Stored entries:
++++++

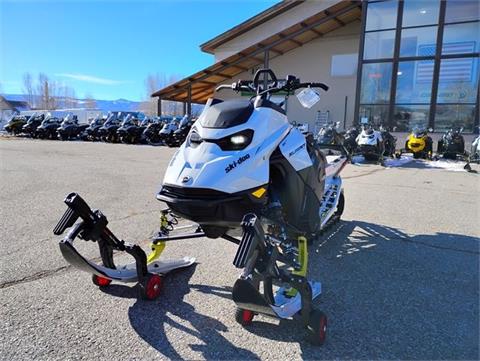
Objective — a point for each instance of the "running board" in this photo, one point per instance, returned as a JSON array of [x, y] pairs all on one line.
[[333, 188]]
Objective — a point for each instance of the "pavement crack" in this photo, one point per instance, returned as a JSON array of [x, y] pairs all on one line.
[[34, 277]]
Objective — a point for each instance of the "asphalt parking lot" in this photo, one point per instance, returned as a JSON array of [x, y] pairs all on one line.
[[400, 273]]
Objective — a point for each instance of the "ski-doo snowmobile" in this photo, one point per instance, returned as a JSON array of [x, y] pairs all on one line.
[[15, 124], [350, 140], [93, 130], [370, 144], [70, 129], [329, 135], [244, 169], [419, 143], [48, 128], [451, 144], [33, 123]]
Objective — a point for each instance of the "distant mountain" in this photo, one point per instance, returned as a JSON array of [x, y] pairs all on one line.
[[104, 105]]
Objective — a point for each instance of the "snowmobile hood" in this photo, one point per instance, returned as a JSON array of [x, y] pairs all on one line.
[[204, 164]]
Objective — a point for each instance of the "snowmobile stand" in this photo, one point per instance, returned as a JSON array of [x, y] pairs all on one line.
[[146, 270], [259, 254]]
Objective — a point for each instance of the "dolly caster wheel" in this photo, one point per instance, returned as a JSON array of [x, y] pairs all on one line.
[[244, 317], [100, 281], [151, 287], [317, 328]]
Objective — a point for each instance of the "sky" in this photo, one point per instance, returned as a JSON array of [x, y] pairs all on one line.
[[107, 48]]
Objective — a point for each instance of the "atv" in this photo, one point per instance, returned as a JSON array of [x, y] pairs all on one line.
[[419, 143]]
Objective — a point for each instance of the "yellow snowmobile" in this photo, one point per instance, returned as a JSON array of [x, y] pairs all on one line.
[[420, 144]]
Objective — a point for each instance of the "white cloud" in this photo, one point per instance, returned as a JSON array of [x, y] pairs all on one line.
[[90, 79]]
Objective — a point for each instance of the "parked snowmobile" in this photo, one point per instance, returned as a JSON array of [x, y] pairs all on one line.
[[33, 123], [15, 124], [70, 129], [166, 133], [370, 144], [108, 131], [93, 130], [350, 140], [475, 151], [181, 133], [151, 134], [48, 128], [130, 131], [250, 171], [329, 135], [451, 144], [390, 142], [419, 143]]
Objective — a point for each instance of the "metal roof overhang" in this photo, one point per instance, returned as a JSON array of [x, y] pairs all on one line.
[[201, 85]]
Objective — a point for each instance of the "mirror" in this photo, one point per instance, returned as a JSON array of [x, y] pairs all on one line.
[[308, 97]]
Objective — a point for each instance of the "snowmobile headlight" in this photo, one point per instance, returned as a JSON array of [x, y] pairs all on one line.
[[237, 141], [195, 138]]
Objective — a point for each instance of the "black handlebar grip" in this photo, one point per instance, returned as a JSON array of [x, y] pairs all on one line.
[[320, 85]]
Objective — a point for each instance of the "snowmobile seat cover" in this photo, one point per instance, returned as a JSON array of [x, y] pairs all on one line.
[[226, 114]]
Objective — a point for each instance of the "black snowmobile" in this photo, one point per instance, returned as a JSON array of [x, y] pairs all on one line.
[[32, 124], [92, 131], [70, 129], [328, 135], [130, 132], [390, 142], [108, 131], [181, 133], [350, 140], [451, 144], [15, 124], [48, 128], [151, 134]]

++++++

How to complete this task
Please transcribe each entry exactly, but skip any picture it holds.

Solution for this problem
Objective — a point for each instance of the "running board" in this photo, one point per instance, returned as a JSON array of [x, y] pairs all on one line.
[[333, 188]]
Objective — a point for each instance of the "pavement crack" in this photo, one point per instance, returned as a JSON array of [x, y] pairs all on one line.
[[34, 277]]
Objective — a point for each instance of the "asphalt parking lot" in this photo, one point per instance, returned as a JSON array of [x, y] pairs all on one line.
[[400, 273]]
Objective — a point for each instance of the "ski-doo snowmobile" in this photo, one point per instance, returned as a JSON array of [x, y] pairs all on one line.
[[15, 124], [350, 140], [93, 130], [370, 144], [70, 129], [329, 135], [244, 169], [419, 143], [48, 128], [451, 144], [33, 123]]
Objective — a point for each instance of the "distant mountain" in this photo, one point per instance, returned as a JSON array of [x, y] pairs all on one line.
[[104, 105]]
Objective — a point for each instance of the "snowmobile hood" in this photo, one point per instance, returned as a JSON array of [x, y] pairs all on one line.
[[204, 164]]
Objective — a point for each instance of the "snowmobile stand" in this photo, one point per instance, returned as a JSON array of [x, y] pairs all on one line.
[[146, 270], [259, 254]]
Objective — a point for each instance of the "dolly caster wheel" in this photo, one point per instance, returned as a JSON array of [x, y] pairs all on one line.
[[244, 317], [100, 281], [151, 287], [317, 328]]
Objective — a point for each instance of the "sky" in this photo, one point per instance, returned as a JSON array of [x, y] pairs all on one line.
[[107, 48]]
Objective — a point for each instance of the "atv" in this photo, one point per instance, returned as a JSON array of [x, y] pairs all on one line.
[[419, 143]]
Objective — a point for each instance of the "yellow snowmobile" in this photo, one point per instance, returned as a JSON array of [x, y] pairs all on one line.
[[420, 144]]
Objective — a point for each instance of the "white cloud" in this photo, one point per instance, returned as a JSON array of [x, y] pairs all on one line.
[[90, 79]]
Objective — a point for each instance of the "parked snowmobile" in this photo, one point per instance, returned as a JSON array of [x, y] pairs all on one line.
[[33, 123], [15, 124], [70, 129], [166, 133], [370, 144], [108, 131], [93, 130], [350, 140], [475, 151], [181, 133], [151, 134], [48, 128], [130, 131], [250, 171], [329, 135], [451, 144], [390, 142], [419, 143]]
Objective — a point for each instance of the "metal roof overhang" in this photo, one point per instance, returned as a JSON array of [x, y] pairs all on one line.
[[201, 85]]
Objective — a point for each instance of the "mirror" in this photo, one point per instance, returned as a JSON array of [x, y] pairs all on one line.
[[308, 97]]
Objective — a point for each instance of the "snowmobile headlight" in this photo, one point per instance, returned as a JSON array of [x, y] pairs all on one line.
[[237, 141], [195, 138]]
Objective — a point for each instance of the "black handlebar grip" in this photo, one point per instance, returned as a JSON array of [x, y] pairs all on one line.
[[320, 85]]
Objective — a point for each instance of the "snowmobile seat cover" in this photo, one point per instance, returned as a JSON array of [x, y] pairs all on one line.
[[226, 114]]
Objective — a point for each instance of the "black snowmobile" in this photo, one point per instance, returned as a JSON array of [x, y] pairs all on one line.
[[32, 124], [92, 131], [70, 129], [328, 135], [130, 132], [390, 142], [108, 131], [181, 133], [350, 140], [451, 144], [15, 124], [48, 128], [151, 134]]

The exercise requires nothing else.